EXERCISE PROMPT: Repeat the data exactly as it stands.

--- DATA UNDER STUDY Enclosed Below ---

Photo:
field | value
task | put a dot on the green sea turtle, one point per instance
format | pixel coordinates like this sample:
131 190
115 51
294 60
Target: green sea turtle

--- End of Enclosed DATA UNDER STUDY ---

EXERCISE RESPONSE:
Photo:
field | value
task | put a dot on the green sea turtle, one point per instance
format | pixel coordinates like this sample:
131 190
115 51
294 60
Target: green sea turtle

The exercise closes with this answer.